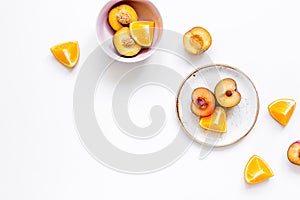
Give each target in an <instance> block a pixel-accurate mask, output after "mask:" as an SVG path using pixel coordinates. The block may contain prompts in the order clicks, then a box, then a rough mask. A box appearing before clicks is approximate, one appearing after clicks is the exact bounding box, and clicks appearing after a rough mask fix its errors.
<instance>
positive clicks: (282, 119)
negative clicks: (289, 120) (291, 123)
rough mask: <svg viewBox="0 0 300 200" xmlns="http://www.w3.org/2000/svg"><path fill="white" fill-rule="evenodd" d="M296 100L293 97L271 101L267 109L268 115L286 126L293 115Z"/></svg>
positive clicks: (295, 106)
mask: <svg viewBox="0 0 300 200" xmlns="http://www.w3.org/2000/svg"><path fill="white" fill-rule="evenodd" d="M295 107H296V102H295V100H293V99H278V100H276V101H273V102H272V103H271V104H270V105H269V106H268V110H269V113H270V115H271V116H272V117H273V118H274V119H275V120H276V121H277V122H279V123H280V124H281V125H283V126H286V125H287V124H288V122H289V120H290V118H291V116H292V115H293V112H294V110H295Z"/></svg>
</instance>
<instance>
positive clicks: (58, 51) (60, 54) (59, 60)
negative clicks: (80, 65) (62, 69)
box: [50, 41, 80, 68]
mask: <svg viewBox="0 0 300 200" xmlns="http://www.w3.org/2000/svg"><path fill="white" fill-rule="evenodd" d="M50 50H51V52H52V54H53V55H54V57H55V58H56V59H57V60H58V61H59V62H60V63H61V64H63V65H64V66H66V67H68V68H74V67H75V66H76V64H77V62H78V59H79V52H80V50H79V45H78V42H77V41H73V42H65V43H61V44H57V45H55V46H53V47H51V48H50Z"/></svg>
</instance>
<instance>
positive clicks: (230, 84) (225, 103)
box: [215, 78, 241, 108]
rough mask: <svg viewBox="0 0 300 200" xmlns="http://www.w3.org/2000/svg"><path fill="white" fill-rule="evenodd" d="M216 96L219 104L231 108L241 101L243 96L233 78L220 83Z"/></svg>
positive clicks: (218, 86)
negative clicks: (239, 92) (232, 78)
mask: <svg viewBox="0 0 300 200" xmlns="http://www.w3.org/2000/svg"><path fill="white" fill-rule="evenodd" d="M215 96H216V100H217V101H218V103H219V104H220V105H221V106H223V107H225V108H231V107H233V106H236V105H237V104H239V103H240V101H241V94H240V93H239V92H238V90H237V84H236V82H235V80H233V79H232V78H225V79H222V80H221V81H219V82H218V83H217V85H216V87H215Z"/></svg>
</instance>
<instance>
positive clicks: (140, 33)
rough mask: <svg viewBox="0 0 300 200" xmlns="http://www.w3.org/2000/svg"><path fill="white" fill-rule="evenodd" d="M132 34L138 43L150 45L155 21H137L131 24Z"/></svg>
mask: <svg viewBox="0 0 300 200" xmlns="http://www.w3.org/2000/svg"><path fill="white" fill-rule="evenodd" d="M129 29H130V34H131V36H132V38H133V39H134V40H135V42H136V43H138V44H139V45H141V46H143V47H150V46H151V44H152V40H153V35H154V22H153V21H135V22H132V23H130V25H129Z"/></svg>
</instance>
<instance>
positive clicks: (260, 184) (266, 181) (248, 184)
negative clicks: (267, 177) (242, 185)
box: [243, 178, 272, 190]
mask: <svg viewBox="0 0 300 200" xmlns="http://www.w3.org/2000/svg"><path fill="white" fill-rule="evenodd" d="M271 179H272V178H271ZM269 181H270V179H267V180H265V181H263V182H260V183H256V184H248V183H246V182H245V180H244V179H243V182H244V188H245V189H246V190H254V189H255V188H257V187H259V188H260V187H262V186H264V185H266V184H269Z"/></svg>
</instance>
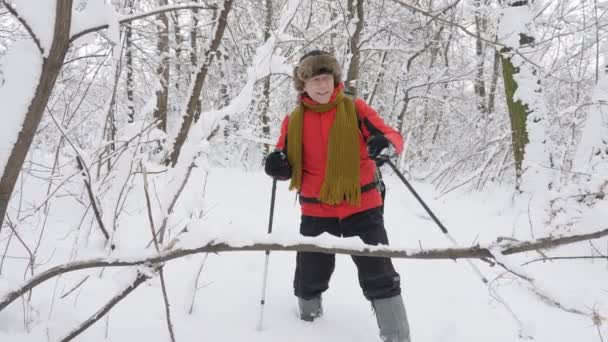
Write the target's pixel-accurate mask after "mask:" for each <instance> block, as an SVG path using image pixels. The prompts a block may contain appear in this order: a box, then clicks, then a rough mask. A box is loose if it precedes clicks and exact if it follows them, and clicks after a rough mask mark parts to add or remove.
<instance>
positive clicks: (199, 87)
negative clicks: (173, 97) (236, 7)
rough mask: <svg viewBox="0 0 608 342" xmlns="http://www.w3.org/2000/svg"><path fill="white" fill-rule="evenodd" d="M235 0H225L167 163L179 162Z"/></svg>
mask: <svg viewBox="0 0 608 342" xmlns="http://www.w3.org/2000/svg"><path fill="white" fill-rule="evenodd" d="M232 3H233V0H225V1H224V6H223V8H222V10H221V12H220V15H219V17H218V20H217V26H216V29H215V31H214V32H215V36H214V37H213V40H212V41H211V45H210V46H209V50H207V51H206V52H205V59H204V60H203V62H202V63H201V65H200V69H199V70H198V72H197V74H196V77H195V79H194V86H193V87H192V91H191V93H190V96H189V99H188V104H187V105H186V108H185V115H184V118H183V122H182V125H181V128H180V130H179V133H178V135H177V137H176V138H175V143H174V146H173V150H172V152H171V156H170V157H169V159H168V160H167V164H171V165H173V166H175V164H177V160H178V158H179V154H180V152H181V148H182V146H183V145H184V143H185V142H186V138H187V136H188V132H189V131H190V126H192V121H193V119H194V114H195V112H196V109H197V107H198V103H199V97H200V96H201V92H202V90H203V85H204V83H205V79H206V78H207V74H208V73H209V69H210V68H211V64H212V63H213V59H214V58H215V56H216V54H217V52H218V50H219V47H220V44H221V42H222V37H223V36H224V31H225V30H226V25H227V23H228V14H229V13H230V9H231V7H232Z"/></svg>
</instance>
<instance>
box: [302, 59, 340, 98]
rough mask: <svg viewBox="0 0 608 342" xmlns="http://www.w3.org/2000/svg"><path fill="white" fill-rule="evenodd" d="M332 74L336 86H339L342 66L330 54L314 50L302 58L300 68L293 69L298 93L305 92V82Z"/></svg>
mask: <svg viewBox="0 0 608 342" xmlns="http://www.w3.org/2000/svg"><path fill="white" fill-rule="evenodd" d="M323 74H331V75H333V76H334V85H335V86H338V84H340V82H341V79H342V72H341V70H340V64H339V63H338V60H336V58H335V57H334V56H332V55H331V54H330V53H329V52H325V51H321V50H313V51H310V52H308V53H307V54H305V55H304V56H302V58H300V62H299V63H298V66H296V67H295V68H294V69H293V81H294V85H295V87H296V90H297V91H298V92H303V91H304V82H305V81H306V80H307V79H309V78H311V77H315V76H318V75H323Z"/></svg>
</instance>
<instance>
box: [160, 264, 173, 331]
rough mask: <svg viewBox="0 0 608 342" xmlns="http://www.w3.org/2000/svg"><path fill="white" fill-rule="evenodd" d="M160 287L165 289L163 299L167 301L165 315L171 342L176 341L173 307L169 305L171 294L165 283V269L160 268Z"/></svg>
mask: <svg viewBox="0 0 608 342" xmlns="http://www.w3.org/2000/svg"><path fill="white" fill-rule="evenodd" d="M160 287H161V289H162V291H163V300H164V302H165V315H166V317H167V329H169V336H170V337H171V342H175V333H174V332H173V324H172V323H171V309H170V305H169V296H168V295H167V286H166V285H165V275H164V272H163V269H162V268H161V269H160Z"/></svg>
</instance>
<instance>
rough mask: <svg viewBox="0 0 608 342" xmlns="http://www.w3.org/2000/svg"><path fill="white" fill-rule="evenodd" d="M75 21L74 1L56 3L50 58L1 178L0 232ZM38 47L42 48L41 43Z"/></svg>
mask: <svg viewBox="0 0 608 342" xmlns="http://www.w3.org/2000/svg"><path fill="white" fill-rule="evenodd" d="M4 5H5V6H6V7H7V8H8V9H9V10H10V11H11V12H12V13H13V14H14V15H15V16H16V17H19V13H17V12H16V10H15V9H13V8H12V7H11V5H10V4H8V3H7V2H6V1H4ZM71 21H72V0H57V6H56V9H55V26H54V30H53V31H54V32H53V42H52V44H51V47H50V50H49V52H48V55H47V57H44V58H43V64H42V71H41V73H40V78H39V79H38V84H37V85H36V90H35V93H34V98H33V100H32V102H31V103H30V106H29V108H28V109H27V113H26V114H25V116H24V120H23V125H22V126H21V130H20V132H19V137H18V139H17V142H16V143H15V145H14V146H13V149H12V151H11V154H10V157H9V159H8V160H7V163H6V166H5V168H4V170H2V176H1V177H0V230H1V227H2V223H3V222H4V217H5V215H6V211H7V208H8V204H9V200H10V198H11V194H12V193H13V189H14V187H15V183H16V182H17V178H18V177H19V173H20V172H21V167H22V166H23V162H24V161H25V157H26V155H27V152H28V151H29V149H30V146H31V144H32V141H33V139H34V135H35V134H36V130H37V129H38V125H39V124H40V120H41V119H42V114H43V113H44V110H45V109H46V105H47V103H48V100H49V98H50V96H51V92H52V91H53V87H54V86H55V81H56V80H57V76H58V75H59V72H60V71H61V68H62V66H63V61H64V59H65V55H66V53H67V51H68V48H69V46H70V27H71ZM22 23H23V25H24V26H25V27H26V29H27V30H28V31H29V32H30V33H31V34H32V35H34V33H33V31H32V30H31V29H30V28H29V26H28V25H29V24H28V23H27V22H25V21H22ZM32 38H33V39H34V40H35V41H37V42H39V39H38V38H37V37H36V36H33V37H32ZM38 47H39V48H40V49H42V47H41V46H40V44H39V43H38Z"/></svg>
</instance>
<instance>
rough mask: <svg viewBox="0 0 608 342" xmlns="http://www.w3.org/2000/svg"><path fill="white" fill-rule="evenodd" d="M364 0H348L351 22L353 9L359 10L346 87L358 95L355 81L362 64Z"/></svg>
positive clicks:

···

◆ EXERCISE PROMPT
Every line from the start of the material through the line containing "negative clicks: (289, 120) (291, 123)" is needed exactly as written; the pictures are not.

◆ SOLVED PROBLEM
Give each target in an <instance> block a pixel-accurate mask, output after "mask:" as an SVG path using pixel coordinates. The block may contain prompts in the order clicks, then a box, then a rough mask. A box appearing before clicks is approximate, one appearing after clicks is the exact bounding box, and clicks appearing after a rough mask fix its errors.
<instance>
positive clicks: (282, 119)
negative clicks: (289, 120) (291, 123)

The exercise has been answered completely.